The Pandemic Should Serve as a Wake up Call to Revamp Public Healthcare

If the current pandemic is proof of anything, it is that there is no substitute for publicly provided healthcare.

The coronavirus pandemic surging throughout the world has well and truly reached India. Currently, there are 5,095 active cases of the novel coronavirus across the nation. Thirty states and Union territories have been affected. It is unlikely that the rest will also stay immune.

It is a worrisome situation given India’s population, the living conditions of the vast majority, and the current state of our healthcare system. But can it force the Indian government to do what it has so deliberately neglected over the last several decades? Can it compel the government to strengthen our public health system as so direly needed, not just for the moment but for the long term?

The Indian government’s response to the pandemic has, thus far, been fairly positive. It implemented a nationwide lockdown quite early, unlike several developed nations. It was the right step given the country’s situation. There is an urgent and towering need to reinforce the public health sector which will have to be at the forefront of this battle.

From all accounts, the government has mobilised all of its resources to do precisely that. But let us not fool ourselves. The crisis facing the nation has gripped the government not because millions of ordinary Indians will be infected, or because hundreds of thousands of them may need critical care, but because the virus does not differentiate between the poor and vulnerable masses, and the powerful privileged class. It spreads via droplets and the powers that be cannot control that. And when the privileged fall prey to it, they will also have to turn to the public health system for treatment and care.

The private health sector in India has flourished in the past three decades at the cost of the public sector. Budgetary allocation for health has consistently fallen way short of that recommended by experts. The government has ignored the desperate appeals for strengthening public hospitals all these years.

Instead, it has employed a deliberate shift from publicly provided healthcare and propped up the private healthcare industry and now private health insurance. The result, as to be expected, is a public health sector that seems about to come undone now that an unprecedented challenge to healthcare has suddenly surfaced.

Also read: As the Pandemic Accelerates, How Equipped Is India’s Healthcare System?

It is in this scenario that healthcare staff at government hospitals will risk their lives in the fight against the coronavirus. The private sector may have more beds and more personnel, but it also has no obligation to treat. It may take in patients, but only as many as it comfortably chooses to. It will not treat more than it has the capacity or desire for. Nor will it invest in augmenting its capacities for a crisis that is, however serious and massive, a temporary one. The onus for that falls on the public health system. Hence the government’s frenzied efforts to increase its healthcare capacities – beds, ICUs, equipment, medicines – across the country. No effort is being spared.

But what happens outside this crisis scenario? What was the case three months ago when no one had heard of COVID-19? The poor and the marginalised, and even the middle class, faced the same shortage of critical treatment options every single day even then. They struggled to find care, they suffered from unaffordable and inaccessible services, and many died – as they will continue to do when this pandemic subsides, unless there is a drastic restructuring of our health system.

▸ **ACTIVITY A**:
Restate the pandemic healthcare article starting with "From all accounts, the" and going on through "treatment and care.", swapping "the powers that be" for "those in authority".
▸ **ACTIVITY B**:
According to the pandemic healthcare article, how many states and Union territories had been affected?
▸ **ACTIVITY C**:
Pick up the pandemic healthcare article after its final sentence and keep writing.

▸ **LISTED ENTRIES**:
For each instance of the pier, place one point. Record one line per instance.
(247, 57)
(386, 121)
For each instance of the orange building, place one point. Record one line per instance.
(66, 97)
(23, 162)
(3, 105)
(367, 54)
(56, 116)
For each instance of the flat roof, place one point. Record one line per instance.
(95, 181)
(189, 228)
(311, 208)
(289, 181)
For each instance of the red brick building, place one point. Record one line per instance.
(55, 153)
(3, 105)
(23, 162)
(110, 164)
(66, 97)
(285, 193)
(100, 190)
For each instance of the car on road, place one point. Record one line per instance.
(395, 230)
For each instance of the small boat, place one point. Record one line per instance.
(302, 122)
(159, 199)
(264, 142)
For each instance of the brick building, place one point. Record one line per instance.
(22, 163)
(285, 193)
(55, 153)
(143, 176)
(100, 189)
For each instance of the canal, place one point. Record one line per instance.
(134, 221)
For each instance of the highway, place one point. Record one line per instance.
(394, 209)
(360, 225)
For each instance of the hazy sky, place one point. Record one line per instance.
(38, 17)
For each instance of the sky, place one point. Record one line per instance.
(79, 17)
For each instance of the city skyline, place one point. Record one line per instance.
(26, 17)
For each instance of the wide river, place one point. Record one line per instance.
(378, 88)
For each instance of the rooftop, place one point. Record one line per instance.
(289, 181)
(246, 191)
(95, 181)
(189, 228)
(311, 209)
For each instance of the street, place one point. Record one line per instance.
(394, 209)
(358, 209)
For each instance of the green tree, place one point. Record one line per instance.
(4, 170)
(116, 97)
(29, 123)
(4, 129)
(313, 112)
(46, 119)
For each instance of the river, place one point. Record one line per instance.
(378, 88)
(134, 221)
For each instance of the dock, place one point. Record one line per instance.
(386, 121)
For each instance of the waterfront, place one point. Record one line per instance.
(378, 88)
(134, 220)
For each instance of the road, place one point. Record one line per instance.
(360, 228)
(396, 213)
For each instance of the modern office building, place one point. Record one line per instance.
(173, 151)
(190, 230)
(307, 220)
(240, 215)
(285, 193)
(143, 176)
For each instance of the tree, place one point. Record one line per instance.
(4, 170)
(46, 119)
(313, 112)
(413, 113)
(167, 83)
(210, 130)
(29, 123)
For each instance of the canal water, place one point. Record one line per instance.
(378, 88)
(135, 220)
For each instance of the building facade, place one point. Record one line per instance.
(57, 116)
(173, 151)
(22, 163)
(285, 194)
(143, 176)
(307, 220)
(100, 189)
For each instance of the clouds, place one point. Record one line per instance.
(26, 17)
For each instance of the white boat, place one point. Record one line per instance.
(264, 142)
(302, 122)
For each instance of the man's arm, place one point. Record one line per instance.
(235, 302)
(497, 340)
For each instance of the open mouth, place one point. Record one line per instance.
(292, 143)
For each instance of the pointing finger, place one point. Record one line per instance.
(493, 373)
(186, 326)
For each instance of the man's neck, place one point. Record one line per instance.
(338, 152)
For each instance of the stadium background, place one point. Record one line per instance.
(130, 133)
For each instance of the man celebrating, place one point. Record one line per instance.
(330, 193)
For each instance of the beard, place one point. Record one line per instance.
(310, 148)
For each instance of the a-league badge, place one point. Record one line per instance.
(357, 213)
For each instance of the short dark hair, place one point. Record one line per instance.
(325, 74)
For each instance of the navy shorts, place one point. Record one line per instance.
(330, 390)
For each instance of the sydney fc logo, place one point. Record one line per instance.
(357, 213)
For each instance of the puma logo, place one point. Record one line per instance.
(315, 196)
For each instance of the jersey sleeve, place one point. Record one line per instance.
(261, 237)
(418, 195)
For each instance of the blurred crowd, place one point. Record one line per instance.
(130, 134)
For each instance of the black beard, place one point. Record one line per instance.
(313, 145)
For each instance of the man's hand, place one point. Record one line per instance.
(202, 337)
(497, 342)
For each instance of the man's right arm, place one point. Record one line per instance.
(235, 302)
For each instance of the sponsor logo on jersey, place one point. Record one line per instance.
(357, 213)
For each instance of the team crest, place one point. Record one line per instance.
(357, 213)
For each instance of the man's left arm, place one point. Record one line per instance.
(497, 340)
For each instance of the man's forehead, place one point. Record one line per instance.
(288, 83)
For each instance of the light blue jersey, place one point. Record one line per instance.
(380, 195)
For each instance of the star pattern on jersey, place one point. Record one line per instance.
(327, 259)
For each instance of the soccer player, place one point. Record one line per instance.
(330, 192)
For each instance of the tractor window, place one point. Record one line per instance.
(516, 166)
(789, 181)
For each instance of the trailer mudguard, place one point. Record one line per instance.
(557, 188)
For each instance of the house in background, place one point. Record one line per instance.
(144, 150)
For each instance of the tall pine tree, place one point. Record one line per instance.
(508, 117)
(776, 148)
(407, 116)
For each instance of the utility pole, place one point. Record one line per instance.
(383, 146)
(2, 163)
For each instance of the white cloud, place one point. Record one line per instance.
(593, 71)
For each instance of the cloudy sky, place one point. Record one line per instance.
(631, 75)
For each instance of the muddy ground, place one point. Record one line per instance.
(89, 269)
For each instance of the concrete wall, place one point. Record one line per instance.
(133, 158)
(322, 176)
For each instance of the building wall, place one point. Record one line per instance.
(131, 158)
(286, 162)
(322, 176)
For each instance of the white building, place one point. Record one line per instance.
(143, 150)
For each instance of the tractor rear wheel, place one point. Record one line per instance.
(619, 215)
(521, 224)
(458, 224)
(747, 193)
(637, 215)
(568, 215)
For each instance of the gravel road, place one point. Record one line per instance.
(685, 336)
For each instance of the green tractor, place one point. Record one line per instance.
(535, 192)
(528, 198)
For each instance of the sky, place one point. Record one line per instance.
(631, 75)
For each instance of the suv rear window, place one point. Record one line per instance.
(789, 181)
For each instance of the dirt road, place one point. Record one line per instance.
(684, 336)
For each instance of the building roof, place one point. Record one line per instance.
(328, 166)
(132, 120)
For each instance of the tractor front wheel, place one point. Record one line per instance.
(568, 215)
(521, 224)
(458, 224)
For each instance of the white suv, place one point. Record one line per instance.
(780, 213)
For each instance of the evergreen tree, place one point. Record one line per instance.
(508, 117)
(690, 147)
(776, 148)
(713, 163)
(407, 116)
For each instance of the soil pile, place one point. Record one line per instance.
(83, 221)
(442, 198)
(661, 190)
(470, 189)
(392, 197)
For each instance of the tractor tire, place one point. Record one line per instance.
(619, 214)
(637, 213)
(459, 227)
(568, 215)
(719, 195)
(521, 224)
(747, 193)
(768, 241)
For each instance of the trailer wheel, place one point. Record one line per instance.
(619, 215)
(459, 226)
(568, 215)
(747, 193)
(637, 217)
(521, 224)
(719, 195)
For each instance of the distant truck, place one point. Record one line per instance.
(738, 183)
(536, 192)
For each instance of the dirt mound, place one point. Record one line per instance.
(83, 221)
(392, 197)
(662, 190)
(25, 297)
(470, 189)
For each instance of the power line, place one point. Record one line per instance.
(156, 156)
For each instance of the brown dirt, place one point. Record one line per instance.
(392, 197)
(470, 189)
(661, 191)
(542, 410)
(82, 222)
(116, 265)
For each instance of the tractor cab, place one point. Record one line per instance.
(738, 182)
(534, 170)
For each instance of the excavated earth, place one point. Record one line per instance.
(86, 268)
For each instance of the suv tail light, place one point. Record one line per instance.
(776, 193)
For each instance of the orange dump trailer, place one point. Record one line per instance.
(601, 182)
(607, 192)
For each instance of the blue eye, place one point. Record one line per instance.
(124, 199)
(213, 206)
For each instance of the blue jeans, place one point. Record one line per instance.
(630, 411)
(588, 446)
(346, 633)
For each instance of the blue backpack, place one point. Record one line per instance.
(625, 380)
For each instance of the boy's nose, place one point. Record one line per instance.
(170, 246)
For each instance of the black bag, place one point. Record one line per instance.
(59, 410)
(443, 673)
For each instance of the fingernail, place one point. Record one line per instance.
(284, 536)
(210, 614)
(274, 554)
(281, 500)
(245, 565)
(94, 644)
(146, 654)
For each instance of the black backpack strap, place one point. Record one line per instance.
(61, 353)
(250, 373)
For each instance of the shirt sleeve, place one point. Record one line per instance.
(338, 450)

▸ **EXPECTED ANSWER A**:
From all accounts, the government has mobilised all of its resources to do precisely that. But let us not fool ourselves. The crisis facing the nation has gripped the government not because millions of ordinary Indians will be infected, or because hundreds of thousands of them may need critical care, but because the virus does not differentiate between the poor and vulnerable masses, and the powerful privileged class. It spreads via droplets and those in authority cannot control that. And when the privileged fall prey to it, they will also have to turn to the public health system for treatment and care.

▸ **EXPECTED ANSWER B**:
Thirty

▸ **EXPECTED ANSWER C**:
Hospital staff is seen outside the Special Isolation Ward at the Rajiv Gandhi Government General Hospital in Chennai, January 28, 2020. Photo: PTI

The Indian population faces a remarkable shortage of healthcare personnel and infrastructure. There is only one government doctor for more than 11,500 people in India as opposed to one for every 1,000 as recommended by the WHO; only one government bed for about 2,000 people, medicines are in constant short supply, the private health sector is completely unaffordable, and whatever services are available are significantly skewed towards the benefit of the rich and the urban.

Estimates suggest that deaths due to COVID-19 may be between 30,000 and 170,000 in India. However tragic this figure may be, it is far lower than the 2.4 million deaths caused annually due to poor quality and lack of healthcare where and when it is needed most, or the misery of poverty that 55 million  Indians face each year due to healthcare costs.

What the government needs to do, besides the current injection of desperate life-saving drips, is to build up the public health system on an ongoing steady basis. It needs to inject the necessary funds, and the government efforts visible today, as a continuous feed instead of merely under desperate circumstances.

Also read: Why India’s Founders Championed a State-Dominated Healthcare System

It needs to show that it is committed to providing healthcare to its citizens every day, not just today, not just in case of exigencies. The government has the moral duty to ensure that healthcare is available and accessible to every citizen even when there are no cataclysmic sudden needs. If the current pandemic is proof of anything, it is that there is no substitute for publicly provided healthcare. In short, it is time to breathe life not just into desperately sick COVID-19 patients but into our entire public healthcare system.

The coronavirus pandemic has the potential to cause untold damage and loss but it can also serve as a greater good if our government wakes up from its self-induced slumber and converts an emergency augmentation of public health services into a long-term overhaul.

Dr Anjali Chikersal is a doctor of medicine, an independent public health researcher and former senior fellow at Centre for Policy Research, New Delhi. She has worked on numerous projects with the Ministry of Health and Family Welfare, NHSRC, NACO and the Planning Commission.